## What is required
Rewrite the stretch of the material below from the line containing "Expected: for every instance of the pool water" through the end of the material, replacing "water reflection" with "surface reflection" and leaving everything else as it is. Omit the pictures from your answer.

## Provided records
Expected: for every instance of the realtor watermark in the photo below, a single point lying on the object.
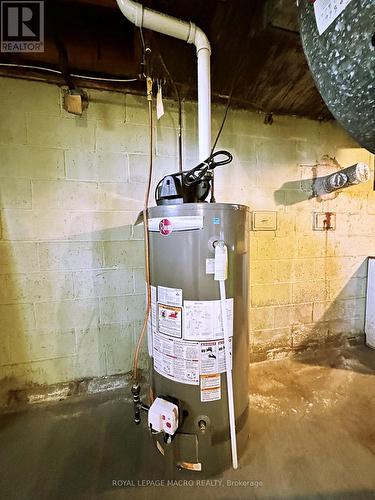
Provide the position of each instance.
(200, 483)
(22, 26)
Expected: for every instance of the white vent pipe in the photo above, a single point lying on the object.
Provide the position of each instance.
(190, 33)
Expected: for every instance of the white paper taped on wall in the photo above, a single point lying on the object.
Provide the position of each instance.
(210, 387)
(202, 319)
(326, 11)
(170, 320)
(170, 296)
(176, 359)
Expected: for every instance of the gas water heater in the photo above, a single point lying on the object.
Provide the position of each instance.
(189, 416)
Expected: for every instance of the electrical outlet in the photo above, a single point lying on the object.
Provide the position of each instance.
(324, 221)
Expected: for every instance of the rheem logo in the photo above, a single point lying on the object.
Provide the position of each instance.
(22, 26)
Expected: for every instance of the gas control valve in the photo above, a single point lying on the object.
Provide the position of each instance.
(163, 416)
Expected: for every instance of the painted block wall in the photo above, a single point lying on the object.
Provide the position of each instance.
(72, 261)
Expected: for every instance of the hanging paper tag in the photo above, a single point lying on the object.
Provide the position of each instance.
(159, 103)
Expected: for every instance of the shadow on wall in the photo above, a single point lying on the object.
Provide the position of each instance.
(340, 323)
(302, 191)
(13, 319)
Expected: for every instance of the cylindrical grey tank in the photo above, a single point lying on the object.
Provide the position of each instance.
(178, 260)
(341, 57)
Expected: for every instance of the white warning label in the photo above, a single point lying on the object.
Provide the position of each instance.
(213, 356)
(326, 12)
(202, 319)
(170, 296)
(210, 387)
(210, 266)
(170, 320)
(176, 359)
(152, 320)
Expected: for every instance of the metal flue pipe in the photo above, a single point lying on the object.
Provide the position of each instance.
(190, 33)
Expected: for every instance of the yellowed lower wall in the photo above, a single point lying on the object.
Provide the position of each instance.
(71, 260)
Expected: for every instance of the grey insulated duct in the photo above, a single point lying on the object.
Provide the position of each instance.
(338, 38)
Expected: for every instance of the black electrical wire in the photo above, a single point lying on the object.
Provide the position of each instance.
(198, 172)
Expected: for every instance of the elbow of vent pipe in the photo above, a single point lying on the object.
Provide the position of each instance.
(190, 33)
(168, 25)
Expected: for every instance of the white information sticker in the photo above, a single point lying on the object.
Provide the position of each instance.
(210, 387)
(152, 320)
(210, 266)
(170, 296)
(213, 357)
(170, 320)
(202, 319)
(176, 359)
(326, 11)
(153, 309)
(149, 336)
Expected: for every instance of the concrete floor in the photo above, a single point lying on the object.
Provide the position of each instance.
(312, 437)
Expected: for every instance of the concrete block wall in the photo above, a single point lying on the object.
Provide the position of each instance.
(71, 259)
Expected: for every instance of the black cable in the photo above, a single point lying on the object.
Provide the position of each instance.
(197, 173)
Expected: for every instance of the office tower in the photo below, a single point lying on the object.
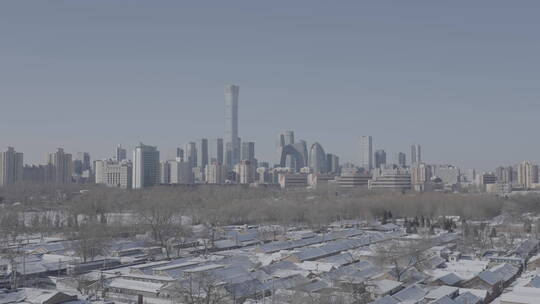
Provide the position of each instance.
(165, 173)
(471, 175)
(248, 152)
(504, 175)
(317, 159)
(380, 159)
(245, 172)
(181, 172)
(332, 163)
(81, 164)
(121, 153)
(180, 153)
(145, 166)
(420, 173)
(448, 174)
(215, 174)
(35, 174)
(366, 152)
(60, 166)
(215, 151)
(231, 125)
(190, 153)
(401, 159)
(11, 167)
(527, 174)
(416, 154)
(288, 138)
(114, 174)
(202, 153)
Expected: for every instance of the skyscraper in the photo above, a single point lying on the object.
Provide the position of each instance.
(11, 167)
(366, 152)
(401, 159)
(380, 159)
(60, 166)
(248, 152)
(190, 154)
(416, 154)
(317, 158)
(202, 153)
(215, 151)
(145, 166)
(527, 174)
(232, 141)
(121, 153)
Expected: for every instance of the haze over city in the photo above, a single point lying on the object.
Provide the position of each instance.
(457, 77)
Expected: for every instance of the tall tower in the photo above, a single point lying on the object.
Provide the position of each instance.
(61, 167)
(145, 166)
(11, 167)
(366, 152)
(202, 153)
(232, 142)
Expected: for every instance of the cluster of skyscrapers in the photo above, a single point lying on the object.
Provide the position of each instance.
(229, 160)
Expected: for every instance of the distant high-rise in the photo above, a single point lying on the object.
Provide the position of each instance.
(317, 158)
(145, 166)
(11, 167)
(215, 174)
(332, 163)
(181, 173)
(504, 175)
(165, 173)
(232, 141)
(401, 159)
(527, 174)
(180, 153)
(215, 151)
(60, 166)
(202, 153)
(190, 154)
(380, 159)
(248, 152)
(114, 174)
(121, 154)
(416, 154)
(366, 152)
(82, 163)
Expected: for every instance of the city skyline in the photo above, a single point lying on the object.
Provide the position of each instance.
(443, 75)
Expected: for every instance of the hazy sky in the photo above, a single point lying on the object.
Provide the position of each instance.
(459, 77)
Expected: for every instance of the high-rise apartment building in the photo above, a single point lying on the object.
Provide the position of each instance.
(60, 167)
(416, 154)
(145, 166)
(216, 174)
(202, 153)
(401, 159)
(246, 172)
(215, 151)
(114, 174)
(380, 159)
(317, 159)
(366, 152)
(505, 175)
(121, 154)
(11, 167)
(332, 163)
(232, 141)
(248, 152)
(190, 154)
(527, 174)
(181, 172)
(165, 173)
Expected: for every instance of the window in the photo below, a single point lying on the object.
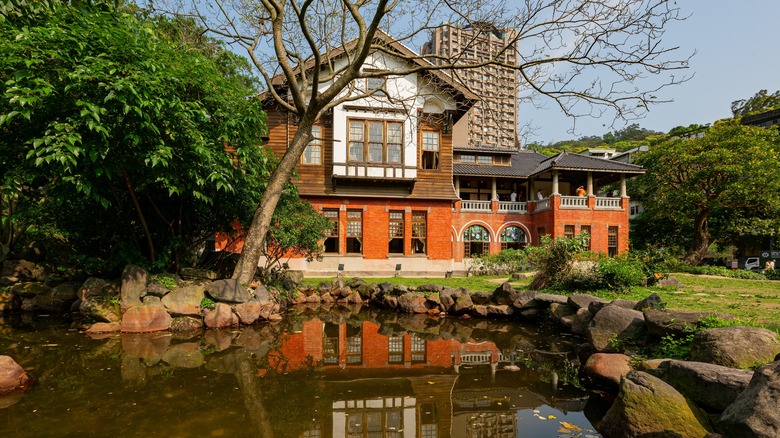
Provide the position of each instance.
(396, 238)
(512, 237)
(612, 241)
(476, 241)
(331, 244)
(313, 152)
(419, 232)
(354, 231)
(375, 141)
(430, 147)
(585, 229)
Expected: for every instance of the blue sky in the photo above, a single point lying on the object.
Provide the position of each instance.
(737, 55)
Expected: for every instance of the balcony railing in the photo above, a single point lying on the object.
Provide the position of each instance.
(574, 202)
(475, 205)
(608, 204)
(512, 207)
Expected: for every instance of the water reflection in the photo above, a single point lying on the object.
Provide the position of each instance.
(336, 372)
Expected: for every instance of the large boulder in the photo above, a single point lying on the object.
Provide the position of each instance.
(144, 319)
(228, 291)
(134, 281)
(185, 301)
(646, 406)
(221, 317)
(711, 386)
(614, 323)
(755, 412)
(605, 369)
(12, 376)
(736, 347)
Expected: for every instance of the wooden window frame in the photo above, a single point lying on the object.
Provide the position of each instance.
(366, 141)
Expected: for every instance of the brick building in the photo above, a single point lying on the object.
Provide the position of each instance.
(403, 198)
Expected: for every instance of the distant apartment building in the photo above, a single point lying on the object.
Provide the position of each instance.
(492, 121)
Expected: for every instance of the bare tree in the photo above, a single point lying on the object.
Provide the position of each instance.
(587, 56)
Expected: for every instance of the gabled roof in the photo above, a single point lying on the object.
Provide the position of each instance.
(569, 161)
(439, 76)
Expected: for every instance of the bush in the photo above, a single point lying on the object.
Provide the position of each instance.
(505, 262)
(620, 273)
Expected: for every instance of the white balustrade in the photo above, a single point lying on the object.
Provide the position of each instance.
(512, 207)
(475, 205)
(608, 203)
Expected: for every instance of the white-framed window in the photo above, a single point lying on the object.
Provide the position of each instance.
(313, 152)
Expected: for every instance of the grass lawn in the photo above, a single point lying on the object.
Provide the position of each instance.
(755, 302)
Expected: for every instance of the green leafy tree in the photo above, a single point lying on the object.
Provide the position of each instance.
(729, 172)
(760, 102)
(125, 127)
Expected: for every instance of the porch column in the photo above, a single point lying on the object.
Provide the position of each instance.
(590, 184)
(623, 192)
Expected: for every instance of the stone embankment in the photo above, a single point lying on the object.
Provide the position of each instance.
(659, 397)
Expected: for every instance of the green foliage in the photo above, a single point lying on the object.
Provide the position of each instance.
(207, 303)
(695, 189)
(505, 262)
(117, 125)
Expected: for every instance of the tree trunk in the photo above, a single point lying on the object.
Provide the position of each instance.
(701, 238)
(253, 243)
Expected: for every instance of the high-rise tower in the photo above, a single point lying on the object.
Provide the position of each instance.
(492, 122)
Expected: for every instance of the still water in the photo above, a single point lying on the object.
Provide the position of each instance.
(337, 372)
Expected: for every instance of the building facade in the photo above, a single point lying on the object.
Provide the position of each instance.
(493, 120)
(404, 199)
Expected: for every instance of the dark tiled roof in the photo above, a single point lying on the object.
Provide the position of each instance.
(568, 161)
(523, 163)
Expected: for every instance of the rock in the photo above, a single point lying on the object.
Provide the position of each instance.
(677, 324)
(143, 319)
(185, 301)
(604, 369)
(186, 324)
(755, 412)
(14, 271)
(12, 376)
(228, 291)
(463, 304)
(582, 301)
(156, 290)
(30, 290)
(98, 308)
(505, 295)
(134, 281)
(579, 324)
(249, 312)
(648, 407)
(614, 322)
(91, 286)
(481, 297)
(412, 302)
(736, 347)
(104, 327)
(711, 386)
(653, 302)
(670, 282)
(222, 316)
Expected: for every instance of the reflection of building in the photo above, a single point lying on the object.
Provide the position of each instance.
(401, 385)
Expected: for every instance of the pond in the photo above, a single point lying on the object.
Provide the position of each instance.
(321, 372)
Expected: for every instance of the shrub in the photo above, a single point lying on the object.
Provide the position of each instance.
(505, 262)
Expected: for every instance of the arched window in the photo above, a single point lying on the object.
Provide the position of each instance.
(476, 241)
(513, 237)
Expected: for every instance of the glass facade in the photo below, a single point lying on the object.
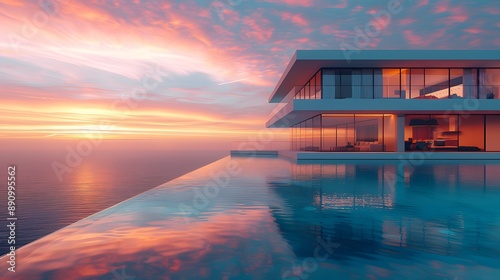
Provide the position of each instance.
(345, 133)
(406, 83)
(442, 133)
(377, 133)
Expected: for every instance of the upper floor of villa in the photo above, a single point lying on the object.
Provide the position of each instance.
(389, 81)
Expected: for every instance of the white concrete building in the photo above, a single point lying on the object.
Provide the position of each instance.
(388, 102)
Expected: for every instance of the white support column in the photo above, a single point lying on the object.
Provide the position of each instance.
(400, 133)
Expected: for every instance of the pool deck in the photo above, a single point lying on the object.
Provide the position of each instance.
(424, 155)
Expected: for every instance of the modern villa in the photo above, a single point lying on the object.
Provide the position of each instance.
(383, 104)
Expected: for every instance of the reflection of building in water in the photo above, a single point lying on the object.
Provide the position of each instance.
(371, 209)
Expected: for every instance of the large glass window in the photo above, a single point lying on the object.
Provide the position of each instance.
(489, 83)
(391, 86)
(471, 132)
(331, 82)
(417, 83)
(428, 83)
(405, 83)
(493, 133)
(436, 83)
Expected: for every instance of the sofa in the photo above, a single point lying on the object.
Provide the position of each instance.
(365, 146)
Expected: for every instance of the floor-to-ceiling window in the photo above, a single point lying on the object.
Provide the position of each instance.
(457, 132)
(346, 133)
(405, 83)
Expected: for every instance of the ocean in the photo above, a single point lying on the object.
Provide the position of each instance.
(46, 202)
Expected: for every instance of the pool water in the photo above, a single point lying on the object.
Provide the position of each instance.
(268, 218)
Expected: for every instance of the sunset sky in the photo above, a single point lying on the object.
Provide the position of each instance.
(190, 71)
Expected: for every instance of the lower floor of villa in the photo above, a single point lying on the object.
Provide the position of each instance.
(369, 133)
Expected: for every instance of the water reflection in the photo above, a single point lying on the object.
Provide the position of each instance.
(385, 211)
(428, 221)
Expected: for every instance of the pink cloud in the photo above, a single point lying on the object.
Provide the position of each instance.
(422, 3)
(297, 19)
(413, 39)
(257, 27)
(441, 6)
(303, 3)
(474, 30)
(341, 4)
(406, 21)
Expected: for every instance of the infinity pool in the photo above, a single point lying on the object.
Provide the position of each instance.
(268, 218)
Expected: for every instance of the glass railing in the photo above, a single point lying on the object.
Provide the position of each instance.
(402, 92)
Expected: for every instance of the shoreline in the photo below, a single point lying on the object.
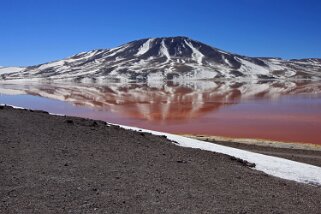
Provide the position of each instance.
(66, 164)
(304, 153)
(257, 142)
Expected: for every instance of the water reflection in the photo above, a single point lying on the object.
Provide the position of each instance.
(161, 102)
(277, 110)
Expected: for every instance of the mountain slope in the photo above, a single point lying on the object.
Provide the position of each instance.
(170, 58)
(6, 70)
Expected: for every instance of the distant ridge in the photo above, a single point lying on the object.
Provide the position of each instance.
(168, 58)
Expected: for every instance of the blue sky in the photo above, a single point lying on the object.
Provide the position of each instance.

## Exercise solution
Expected: for every instance of the pool water in the photo above, a single point lying on the object.
Provide the position of each instance.
(268, 218)
Expected: for every instance of the sunset sky in the photo above, a single point lying on the object.
Provide the position of each instance.
(190, 71)
Expected: for every instance of the lower floor of villa in the photo above, a single point lying on the object.
Provide the position of each instance.
(369, 133)
Expected: for every instance of the surface reflection in the photo above, a single point lying on the object.
Provide the position of each instance.
(385, 211)
(428, 221)
Expected: for every instance of the pink cloud in the photo above, a single point lying on the object.
Provide the position of each instance.
(422, 3)
(297, 19)
(413, 39)
(257, 27)
(441, 6)
(303, 3)
(474, 30)
(341, 4)
(406, 21)
Expected: for every instance of the infinity pool in the photo above, a single point lying on the object.
Provide the position of each instance.
(268, 218)
Expected: for every instance of the glass railing in the photo above, a single point lying on the object.
Provide the position of each instance.
(402, 92)
Expected: for every instance of the shoreline in the photo below, a single point lying on the object.
Provide the position of each instance.
(66, 164)
(304, 153)
(257, 142)
Expected: for every instance of the surface reflection in the photo above, a single point lying on the object.
Provide the position of each instance.
(161, 102)
(277, 110)
Expected: for every instance of the mountain slope in the photo above, a single point lying on the object.
Provide the position of each instance.
(170, 58)
(6, 70)
Expected: for every instance of the distant ridge in the photo above, a single point lying on the object.
Provide the position of each instance.
(168, 58)
Expected: for every instance of the blue sky in the photo above, a single point lying on the object.
Provide the position of each instance.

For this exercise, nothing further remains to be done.